WHAT YOU ARE ASKED TO DO: Transcribe, without any alteration, only the lines that begin at the line containing "mask --target=granite surface" and run to the last line below.

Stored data
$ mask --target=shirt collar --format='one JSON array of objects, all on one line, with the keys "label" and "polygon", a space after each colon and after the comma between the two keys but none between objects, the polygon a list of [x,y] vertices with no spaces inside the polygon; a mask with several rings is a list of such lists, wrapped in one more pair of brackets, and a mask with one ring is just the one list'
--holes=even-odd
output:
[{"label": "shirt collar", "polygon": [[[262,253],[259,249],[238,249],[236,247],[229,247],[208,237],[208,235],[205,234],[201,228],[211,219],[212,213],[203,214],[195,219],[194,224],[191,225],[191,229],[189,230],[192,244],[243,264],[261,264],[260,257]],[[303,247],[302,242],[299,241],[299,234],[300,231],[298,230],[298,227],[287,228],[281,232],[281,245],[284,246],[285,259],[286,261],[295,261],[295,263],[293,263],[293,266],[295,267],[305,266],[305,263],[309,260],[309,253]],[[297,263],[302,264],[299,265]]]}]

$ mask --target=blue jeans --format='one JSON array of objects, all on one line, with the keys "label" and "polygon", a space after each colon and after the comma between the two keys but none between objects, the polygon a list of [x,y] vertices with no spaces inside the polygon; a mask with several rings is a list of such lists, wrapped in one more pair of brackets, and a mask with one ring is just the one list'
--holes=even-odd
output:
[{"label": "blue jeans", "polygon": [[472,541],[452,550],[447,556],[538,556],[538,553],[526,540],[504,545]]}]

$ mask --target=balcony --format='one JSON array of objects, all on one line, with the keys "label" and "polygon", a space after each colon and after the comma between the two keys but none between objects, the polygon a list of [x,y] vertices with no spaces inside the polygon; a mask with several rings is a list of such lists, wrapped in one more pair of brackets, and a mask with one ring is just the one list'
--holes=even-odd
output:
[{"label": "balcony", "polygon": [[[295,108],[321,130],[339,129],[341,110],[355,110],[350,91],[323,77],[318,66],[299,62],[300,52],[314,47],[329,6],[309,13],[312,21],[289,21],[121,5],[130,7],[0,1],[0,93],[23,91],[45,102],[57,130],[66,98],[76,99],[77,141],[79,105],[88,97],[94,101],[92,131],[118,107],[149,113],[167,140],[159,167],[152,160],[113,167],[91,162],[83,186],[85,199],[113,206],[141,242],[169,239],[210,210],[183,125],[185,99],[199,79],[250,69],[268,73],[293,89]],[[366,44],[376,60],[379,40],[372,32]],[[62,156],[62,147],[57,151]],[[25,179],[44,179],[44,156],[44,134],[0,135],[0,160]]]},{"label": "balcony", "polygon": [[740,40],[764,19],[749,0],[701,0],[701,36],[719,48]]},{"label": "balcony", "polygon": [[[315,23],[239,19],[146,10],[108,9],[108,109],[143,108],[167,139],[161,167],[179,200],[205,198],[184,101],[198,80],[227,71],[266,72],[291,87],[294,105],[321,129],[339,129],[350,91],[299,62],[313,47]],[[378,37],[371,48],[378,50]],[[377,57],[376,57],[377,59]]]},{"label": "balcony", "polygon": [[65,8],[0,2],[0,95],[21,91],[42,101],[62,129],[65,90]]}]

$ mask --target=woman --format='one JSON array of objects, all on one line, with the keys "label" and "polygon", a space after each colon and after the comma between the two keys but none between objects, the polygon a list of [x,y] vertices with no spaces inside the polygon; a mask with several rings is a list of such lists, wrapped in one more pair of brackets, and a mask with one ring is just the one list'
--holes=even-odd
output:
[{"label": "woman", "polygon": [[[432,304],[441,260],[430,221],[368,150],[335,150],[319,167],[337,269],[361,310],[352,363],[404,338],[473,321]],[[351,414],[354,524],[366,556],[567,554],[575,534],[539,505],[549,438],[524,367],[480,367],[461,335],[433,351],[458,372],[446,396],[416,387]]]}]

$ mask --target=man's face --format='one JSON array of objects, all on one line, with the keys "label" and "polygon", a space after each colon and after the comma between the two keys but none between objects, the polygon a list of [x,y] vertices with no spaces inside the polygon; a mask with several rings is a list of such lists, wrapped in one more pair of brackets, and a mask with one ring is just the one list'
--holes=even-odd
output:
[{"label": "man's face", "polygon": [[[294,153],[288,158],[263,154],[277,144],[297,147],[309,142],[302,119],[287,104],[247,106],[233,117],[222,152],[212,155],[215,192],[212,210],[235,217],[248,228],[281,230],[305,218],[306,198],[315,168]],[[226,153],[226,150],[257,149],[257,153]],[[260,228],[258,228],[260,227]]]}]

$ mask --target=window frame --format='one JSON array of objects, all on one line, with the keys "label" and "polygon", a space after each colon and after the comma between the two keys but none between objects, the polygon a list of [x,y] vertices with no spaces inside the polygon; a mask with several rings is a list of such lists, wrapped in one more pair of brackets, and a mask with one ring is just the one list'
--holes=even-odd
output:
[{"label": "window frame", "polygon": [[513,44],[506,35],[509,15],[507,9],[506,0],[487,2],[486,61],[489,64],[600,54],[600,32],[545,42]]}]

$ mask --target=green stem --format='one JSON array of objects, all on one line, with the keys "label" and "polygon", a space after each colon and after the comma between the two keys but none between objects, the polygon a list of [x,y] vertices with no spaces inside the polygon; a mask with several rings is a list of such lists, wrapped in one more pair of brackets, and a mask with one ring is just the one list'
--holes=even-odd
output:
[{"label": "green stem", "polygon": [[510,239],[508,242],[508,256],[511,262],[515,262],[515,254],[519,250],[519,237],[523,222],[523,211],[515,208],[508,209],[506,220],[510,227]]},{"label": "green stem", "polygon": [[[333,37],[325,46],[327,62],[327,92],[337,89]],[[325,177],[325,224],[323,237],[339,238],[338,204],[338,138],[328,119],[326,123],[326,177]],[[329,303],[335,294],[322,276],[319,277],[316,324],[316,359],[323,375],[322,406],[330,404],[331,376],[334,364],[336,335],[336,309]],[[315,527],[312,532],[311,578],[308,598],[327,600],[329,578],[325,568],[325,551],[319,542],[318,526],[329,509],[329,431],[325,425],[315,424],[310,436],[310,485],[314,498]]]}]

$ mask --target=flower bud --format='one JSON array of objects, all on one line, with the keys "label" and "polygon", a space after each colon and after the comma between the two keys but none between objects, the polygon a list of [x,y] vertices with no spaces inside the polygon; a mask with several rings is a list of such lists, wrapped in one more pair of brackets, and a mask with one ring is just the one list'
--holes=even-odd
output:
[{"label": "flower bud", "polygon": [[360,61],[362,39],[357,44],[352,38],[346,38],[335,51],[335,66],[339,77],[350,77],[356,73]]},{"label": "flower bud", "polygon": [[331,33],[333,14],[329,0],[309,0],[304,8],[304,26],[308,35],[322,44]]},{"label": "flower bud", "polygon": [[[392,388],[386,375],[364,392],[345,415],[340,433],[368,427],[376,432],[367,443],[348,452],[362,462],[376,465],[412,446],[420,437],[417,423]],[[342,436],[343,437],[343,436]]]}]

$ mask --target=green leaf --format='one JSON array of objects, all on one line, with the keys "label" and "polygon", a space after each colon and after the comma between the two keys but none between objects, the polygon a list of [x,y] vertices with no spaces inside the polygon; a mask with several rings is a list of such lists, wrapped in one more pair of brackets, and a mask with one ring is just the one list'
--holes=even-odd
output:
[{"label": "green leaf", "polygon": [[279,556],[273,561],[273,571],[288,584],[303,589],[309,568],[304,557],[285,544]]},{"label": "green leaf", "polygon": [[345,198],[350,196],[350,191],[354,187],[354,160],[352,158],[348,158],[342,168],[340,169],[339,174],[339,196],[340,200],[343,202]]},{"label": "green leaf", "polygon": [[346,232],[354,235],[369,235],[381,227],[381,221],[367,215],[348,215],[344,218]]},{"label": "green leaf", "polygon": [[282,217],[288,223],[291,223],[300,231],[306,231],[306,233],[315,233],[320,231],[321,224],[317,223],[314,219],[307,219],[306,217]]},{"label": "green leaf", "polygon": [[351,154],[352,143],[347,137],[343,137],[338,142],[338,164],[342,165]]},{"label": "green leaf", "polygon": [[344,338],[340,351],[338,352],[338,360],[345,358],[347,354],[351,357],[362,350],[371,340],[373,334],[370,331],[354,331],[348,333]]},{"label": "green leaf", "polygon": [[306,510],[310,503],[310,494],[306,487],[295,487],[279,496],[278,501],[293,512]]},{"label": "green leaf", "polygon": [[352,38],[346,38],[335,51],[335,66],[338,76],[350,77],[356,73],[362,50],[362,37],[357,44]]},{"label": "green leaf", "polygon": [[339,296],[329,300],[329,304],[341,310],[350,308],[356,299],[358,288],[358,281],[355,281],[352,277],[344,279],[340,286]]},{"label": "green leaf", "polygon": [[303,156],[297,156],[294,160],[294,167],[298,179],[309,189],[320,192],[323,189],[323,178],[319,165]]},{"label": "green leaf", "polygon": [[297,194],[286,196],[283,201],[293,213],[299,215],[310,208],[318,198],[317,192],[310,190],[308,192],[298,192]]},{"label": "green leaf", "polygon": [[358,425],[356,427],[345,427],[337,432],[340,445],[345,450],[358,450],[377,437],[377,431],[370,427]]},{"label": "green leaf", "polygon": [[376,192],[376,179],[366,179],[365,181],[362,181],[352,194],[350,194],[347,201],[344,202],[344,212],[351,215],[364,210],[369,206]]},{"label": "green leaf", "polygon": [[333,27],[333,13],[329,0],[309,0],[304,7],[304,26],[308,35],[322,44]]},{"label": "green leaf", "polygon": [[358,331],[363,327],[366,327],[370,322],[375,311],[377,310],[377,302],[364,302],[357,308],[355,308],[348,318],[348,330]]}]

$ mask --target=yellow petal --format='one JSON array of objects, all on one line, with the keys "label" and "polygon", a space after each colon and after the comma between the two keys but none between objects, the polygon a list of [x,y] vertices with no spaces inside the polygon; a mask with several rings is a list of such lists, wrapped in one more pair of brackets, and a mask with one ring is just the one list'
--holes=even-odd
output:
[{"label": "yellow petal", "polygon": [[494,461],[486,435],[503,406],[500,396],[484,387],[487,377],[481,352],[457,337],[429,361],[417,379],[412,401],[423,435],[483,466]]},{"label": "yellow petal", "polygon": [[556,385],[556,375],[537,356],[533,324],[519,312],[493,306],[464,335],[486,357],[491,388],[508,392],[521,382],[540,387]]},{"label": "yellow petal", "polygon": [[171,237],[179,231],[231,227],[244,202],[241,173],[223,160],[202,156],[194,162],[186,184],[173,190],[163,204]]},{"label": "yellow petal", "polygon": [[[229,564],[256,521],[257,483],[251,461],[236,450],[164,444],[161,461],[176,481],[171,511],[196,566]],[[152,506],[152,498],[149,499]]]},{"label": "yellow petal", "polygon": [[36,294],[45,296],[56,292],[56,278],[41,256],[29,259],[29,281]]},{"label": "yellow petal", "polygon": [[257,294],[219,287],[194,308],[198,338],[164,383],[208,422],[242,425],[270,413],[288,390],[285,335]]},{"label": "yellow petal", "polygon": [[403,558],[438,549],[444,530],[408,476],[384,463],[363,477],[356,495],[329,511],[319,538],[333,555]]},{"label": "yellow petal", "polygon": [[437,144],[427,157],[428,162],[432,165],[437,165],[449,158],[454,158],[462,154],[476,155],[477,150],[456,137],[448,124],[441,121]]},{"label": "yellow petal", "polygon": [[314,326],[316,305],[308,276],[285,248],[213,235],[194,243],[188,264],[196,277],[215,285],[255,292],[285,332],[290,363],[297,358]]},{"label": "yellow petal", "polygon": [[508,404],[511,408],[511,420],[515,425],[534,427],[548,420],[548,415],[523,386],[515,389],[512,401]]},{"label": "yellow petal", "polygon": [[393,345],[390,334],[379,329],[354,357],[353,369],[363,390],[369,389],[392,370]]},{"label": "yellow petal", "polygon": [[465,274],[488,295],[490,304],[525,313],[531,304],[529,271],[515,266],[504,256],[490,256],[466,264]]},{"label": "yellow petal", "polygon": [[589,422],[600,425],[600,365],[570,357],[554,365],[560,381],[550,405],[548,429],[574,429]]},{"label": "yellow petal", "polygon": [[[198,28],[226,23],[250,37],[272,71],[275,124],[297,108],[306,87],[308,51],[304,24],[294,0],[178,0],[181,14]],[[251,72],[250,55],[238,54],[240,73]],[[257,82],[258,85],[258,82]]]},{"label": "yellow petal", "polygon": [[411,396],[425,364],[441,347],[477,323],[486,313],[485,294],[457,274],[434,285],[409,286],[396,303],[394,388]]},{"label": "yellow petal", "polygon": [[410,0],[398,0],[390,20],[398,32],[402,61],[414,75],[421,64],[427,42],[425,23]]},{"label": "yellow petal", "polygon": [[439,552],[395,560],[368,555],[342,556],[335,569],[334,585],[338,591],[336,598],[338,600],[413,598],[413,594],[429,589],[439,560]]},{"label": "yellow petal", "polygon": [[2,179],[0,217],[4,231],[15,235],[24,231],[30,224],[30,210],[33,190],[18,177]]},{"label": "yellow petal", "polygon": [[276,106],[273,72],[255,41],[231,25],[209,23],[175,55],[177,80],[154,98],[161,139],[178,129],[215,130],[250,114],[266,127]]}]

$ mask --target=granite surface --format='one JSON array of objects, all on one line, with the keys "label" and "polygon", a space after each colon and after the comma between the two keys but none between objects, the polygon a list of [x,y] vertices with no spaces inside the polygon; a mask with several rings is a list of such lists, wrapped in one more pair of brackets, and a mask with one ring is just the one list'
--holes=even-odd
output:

ANSWER SECTION:
$ mask --target=granite surface --format='one JSON array of objects, all on one line, with the keys "label" and "polygon", a space after each colon and after the comma between the two keys but none between objects, the polygon a list of [x,y] vertices with no spaces inside the polygon; a mask with several rings is a list of such lists, wrapped in one more pair of brackets, and a mask with one ring is just the one list'
--holes=even-odd
output:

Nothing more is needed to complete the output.